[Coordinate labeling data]
○ ○ ○

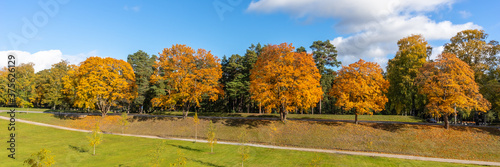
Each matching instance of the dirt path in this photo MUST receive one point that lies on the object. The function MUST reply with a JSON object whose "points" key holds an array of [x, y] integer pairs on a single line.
{"points": [[284, 148], [260, 118]]}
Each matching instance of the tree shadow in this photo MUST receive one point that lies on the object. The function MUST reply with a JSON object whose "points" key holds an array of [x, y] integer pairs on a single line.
{"points": [[73, 116], [186, 148], [143, 118], [327, 123], [205, 163], [79, 149], [488, 130], [250, 123], [263, 116], [385, 126]]}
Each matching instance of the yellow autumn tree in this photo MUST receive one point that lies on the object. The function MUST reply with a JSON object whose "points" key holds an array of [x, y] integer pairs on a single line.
{"points": [[99, 83], [448, 84], [362, 87], [285, 80], [190, 76]]}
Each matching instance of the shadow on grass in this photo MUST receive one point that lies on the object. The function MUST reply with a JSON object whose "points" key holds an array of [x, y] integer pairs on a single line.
{"points": [[205, 163], [186, 148], [79, 149], [263, 116], [241, 122], [152, 118], [69, 116], [488, 130], [327, 123], [386, 127]]}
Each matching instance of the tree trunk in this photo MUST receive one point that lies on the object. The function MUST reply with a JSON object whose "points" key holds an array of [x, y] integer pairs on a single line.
{"points": [[446, 123], [260, 108], [356, 118], [319, 106], [455, 115]]}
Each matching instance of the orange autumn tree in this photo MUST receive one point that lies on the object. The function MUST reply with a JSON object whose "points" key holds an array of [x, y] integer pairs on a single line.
{"points": [[99, 83], [448, 84], [190, 76], [362, 87], [285, 80]]}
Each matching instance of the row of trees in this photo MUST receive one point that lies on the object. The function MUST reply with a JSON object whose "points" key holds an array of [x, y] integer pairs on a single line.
{"points": [[269, 78]]}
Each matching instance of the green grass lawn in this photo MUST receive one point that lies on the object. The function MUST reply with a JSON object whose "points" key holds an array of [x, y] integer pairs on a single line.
{"points": [[471, 143], [24, 109], [71, 149], [395, 118]]}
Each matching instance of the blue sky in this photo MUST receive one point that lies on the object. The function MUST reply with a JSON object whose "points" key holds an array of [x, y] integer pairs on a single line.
{"points": [[359, 28]]}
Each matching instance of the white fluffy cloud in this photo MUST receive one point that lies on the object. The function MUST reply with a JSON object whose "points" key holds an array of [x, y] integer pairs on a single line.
{"points": [[43, 59], [370, 28]]}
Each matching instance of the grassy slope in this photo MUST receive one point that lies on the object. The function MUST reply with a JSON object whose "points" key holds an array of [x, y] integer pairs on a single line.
{"points": [[434, 141], [395, 118], [132, 151]]}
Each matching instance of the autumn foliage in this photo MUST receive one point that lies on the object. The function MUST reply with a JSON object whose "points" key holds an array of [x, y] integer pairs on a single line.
{"points": [[99, 83], [360, 86], [190, 76], [285, 80], [448, 84]]}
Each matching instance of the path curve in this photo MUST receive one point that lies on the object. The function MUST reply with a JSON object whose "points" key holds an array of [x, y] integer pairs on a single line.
{"points": [[410, 157]]}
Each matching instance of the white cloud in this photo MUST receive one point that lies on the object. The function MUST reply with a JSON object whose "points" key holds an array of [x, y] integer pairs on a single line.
{"points": [[133, 8], [43, 59], [371, 29], [464, 14], [436, 51]]}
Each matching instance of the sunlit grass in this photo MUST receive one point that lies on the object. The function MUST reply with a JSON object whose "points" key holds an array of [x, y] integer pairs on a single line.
{"points": [[422, 140], [71, 149]]}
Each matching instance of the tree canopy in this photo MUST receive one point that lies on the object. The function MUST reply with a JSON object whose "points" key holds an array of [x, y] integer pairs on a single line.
{"points": [[362, 87], [448, 83], [285, 80]]}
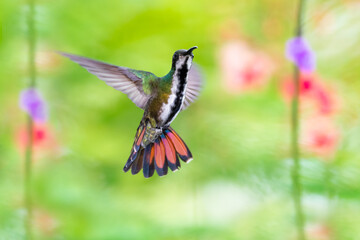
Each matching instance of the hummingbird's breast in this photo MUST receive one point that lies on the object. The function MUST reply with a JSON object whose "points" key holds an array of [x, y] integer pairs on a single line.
{"points": [[170, 108]]}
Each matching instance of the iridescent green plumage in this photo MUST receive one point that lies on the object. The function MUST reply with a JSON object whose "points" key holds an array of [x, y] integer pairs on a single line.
{"points": [[161, 98]]}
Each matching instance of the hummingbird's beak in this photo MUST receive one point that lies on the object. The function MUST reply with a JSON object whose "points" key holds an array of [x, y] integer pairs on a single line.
{"points": [[189, 52]]}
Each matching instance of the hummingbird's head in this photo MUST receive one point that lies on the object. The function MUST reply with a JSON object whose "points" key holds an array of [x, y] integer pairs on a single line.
{"points": [[182, 57]]}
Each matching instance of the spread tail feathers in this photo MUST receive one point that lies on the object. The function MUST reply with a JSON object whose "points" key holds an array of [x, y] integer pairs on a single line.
{"points": [[165, 152]]}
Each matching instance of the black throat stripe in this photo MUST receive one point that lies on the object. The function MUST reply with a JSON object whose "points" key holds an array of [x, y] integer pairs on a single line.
{"points": [[182, 75]]}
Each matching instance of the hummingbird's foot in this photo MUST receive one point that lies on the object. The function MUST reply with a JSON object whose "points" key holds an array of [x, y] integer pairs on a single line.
{"points": [[151, 134]]}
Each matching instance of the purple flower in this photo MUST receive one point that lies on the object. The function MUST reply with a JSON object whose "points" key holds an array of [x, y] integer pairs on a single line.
{"points": [[32, 103], [299, 52]]}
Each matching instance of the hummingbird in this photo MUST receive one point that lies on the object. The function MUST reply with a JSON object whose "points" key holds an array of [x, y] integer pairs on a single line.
{"points": [[156, 146]]}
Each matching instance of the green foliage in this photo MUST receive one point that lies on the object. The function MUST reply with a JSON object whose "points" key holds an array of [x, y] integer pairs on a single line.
{"points": [[237, 187]]}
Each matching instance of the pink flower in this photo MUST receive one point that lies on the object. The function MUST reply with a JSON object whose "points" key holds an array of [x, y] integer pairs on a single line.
{"points": [[313, 94], [321, 137], [243, 68]]}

○ ○ ○

- _What the task asks_:
Print out the lines exactly, skipping any picture.

- _Exercise answer_:
Each matching instance of the dirt path in this photo MUST receive one point that lies on the object. The function MUST reply with a JSON object whose "points" key holds an array of [x, y] integer pairs on a single line.
{"points": [[284, 148], [260, 118]]}
Each matching instance of the tree shadow in this photo MUST receive one point that lies on the object. The function MUST reply with a JSON object whose "points" key holds an array of [x, y] integer pairs on a single line.
{"points": [[73, 116], [186, 148], [143, 118], [327, 123], [205, 163], [79, 149], [488, 130], [250, 123], [263, 116], [385, 126]]}
Each matching instance of the yellow autumn tree in this photo MUST receive one point that lies on the object. The function MUST reply with a JSON object whose "points" key holds an array of [x, y] integer pairs on a single line.
{"points": [[99, 83], [448, 84], [362, 87], [285, 80], [190, 76]]}
Each matching instance of the shadow on grass in this photo MUST receive one point that lies on the object. The function MUST reply with a JSON object whose "points" key holds an array of [x, y] integer pairs on a single line.
{"points": [[205, 163], [186, 148], [79, 149], [263, 116], [241, 122], [152, 118], [69, 116], [488, 130], [327, 123], [386, 127]]}
Each matching instance of the tree trunk in this photo MUST receive one point that lies on the object. The function MUST reply with a JSON object whose "points" key holds an array of [x, y] integer pairs on a single line.
{"points": [[446, 123], [260, 108], [356, 118], [319, 106], [455, 115]]}
Each matching instance of the orange autumn tree in this photo MUST receive one point that lies on the object. The function MUST reply with a JSON object whose "points" key holds an array of [x, y] integer pairs on a single line.
{"points": [[99, 83], [448, 84], [190, 76], [362, 87], [285, 80]]}
Each matching instance of the row of trees in this photo MUST receive one point that lies on the object. The function MUST reply with a JSON object whose "points" key holds an array of [x, y] integer pairs on a single line.
{"points": [[269, 78]]}
Each matching instance of the green grass lawn in this photo MUST receive one point that lies on the object. The function MUST reply with a JSON object whose "points" key holds an array of [x, y] integer pairs on a single line.
{"points": [[471, 143], [24, 109], [71, 149], [395, 118]]}
Each matching instance of the blue sky in this photo MUST receive one point that lies on the object. The function MUST reply with a JSON object whose "points" key holds an array of [x, y] integer pairs on a single line.
{"points": [[359, 28]]}
Each matching instance of the white fluffy cloud in this photo MUST receive one point that lies on the object. The function MUST reply with a JSON object whose "points" key holds an array of [x, y] integer pairs on a single line.
{"points": [[43, 59], [370, 28]]}
Each matching instance of the grassy slope in this photo MUST receive one point that lies on the object. The function MUST reply with a JSON object whose "points" key holds an array of [x, y] integer pairs on a single line.
{"points": [[434, 141], [395, 118], [132, 151]]}
Each matching instance of the autumn foliage in this photo MUST receive one point that lies on the object. The function MUST reply with a JSON object whose "points" key holds an array of [x, y] integer pairs on a single line.
{"points": [[99, 83], [360, 86], [190, 76], [285, 80], [448, 84]]}
Each matching instance of the path curve in this photo MUST receive one point that lies on the object. The function MUST reply with a JSON object whose "points" key holds an array of [x, y] integer pairs on a single line.
{"points": [[410, 157]]}
Each matching instance of the white cloud in this photo MUST receive one point that lies on the object. The function MUST reply with a JSON object whose "points" key holds an array of [x, y] integer pairs on a single line.
{"points": [[133, 8], [43, 59], [371, 29], [464, 14], [436, 51]]}
Each matching instance of the sunlit grass in this photo MUST receive one point that lies on the object. The function MUST reply with a JSON object whose "points" key holds an array of [x, y] integer pairs on a single line.
{"points": [[422, 140], [71, 149]]}
Each matching instance of the tree canopy in this photo MUST receive one point that lies on the object. The function MUST reply with a JSON object whose "points" key holds an array of [x, y] integer pairs on a single line.
{"points": [[362, 87], [448, 83], [285, 80]]}
Each matching instance of the hummingbird's breast in this photo MUST receive one point that lies on the object. The function MUST reply with a JSON object whose "points" key holds an array of [x, y] integer pairs on a single line.
{"points": [[170, 108]]}
Each matching instance of the iridescent green plumage in this photo MUST receive one point that lies on the object. The function MUST reply with a JSON object whose "points" key holds an array of [x, y] integer pairs on a single line.
{"points": [[161, 98]]}
Each matching instance of the hummingbird's beak in this photo MUST receive one point that lies on the object. The function MUST reply with a JSON object whose "points" key holds an array of [x, y] integer pairs on a single line.
{"points": [[189, 52]]}
Each matching instance of the hummingbird's head in this photo MUST receive one point that lies on the object. The function MUST reply with a JSON object whose "points" key holds an array of [x, y] integer pairs on a single line.
{"points": [[182, 57]]}
Each matching instance of the spread tail feathers in this photo MUST receive one point that lies on the object. The function MUST reply with a JSON object whose "points" key holds an array of [x, y] integer pairs on a single line.
{"points": [[165, 152]]}
Each matching instance of the black throat stripe in this photo MUST receive one point that lies on the object. The function MUST reply with a JSON object whose "points" key holds an array of [x, y] integer pairs on a single line.
{"points": [[182, 75]]}
Each matching instance of the hummingbird's foot in this photo MUST receive one point that lies on the object. The function MUST reply with a JSON object whose "points" key holds an array of [x, y] integer pairs on a single line.
{"points": [[151, 134]]}
Each matching instance of the purple flower in this photo MUST receive one point that lies on the object. The function MUST reply with a JSON object whose "points" key holds an array of [x, y] integer pairs on a single line.
{"points": [[32, 103], [299, 52]]}
Each matching instance of the hummingbird in this photo MUST receive one point that lies on the object. The function MUST reply with a JSON object whose "points" key holds an array of [x, y] integer pairs on a single line.
{"points": [[156, 146]]}
Each matching instance of the green foliage in this photo MUST receive one point that lies on the object. The function MUST reply with a JSON object whose "points" key holds an array of [x, y] integer pairs on a single line.
{"points": [[237, 187]]}
Each matching instance of the pink flower in this photo MUST receive one point that lies on the object. The function MUST reply with a JSON object whose "points" key holds an array of [x, y] integer pairs on a single line.
{"points": [[313, 94], [321, 137], [243, 68]]}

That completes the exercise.